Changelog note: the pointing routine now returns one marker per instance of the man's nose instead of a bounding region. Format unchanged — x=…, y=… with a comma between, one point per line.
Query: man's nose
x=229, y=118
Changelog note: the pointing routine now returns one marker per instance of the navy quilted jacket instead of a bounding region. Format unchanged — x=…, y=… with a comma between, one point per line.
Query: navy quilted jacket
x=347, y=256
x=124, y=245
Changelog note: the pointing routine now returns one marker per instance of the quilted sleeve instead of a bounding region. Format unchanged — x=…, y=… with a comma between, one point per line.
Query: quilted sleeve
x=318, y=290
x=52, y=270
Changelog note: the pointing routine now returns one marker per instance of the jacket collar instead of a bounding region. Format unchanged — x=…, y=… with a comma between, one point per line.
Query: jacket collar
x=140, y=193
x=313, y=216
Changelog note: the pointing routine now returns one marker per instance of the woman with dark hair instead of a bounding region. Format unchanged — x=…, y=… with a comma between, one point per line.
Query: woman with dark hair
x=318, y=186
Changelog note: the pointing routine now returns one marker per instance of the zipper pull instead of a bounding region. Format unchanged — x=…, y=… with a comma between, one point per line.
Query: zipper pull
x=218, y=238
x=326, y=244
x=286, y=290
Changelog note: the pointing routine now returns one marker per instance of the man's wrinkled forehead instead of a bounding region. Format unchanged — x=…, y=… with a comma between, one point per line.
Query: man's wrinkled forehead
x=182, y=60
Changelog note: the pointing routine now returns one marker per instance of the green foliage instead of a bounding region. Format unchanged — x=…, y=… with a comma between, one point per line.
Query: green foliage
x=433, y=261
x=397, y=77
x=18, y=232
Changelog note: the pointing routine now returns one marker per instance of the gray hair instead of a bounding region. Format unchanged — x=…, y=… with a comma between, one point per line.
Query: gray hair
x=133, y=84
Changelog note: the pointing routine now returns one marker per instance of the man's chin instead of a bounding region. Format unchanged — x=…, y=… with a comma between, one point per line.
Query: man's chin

####

• [What is required]:
Identify the lines in the entries above that contain "chin", then copy them out.

• [Response to this task]:
Changelog note: the pointing routine now returns one marker per instance of the man's chin instead of a bounding region. Format unchanged — x=…, y=… with a comma between, one point per line.
Query: man's chin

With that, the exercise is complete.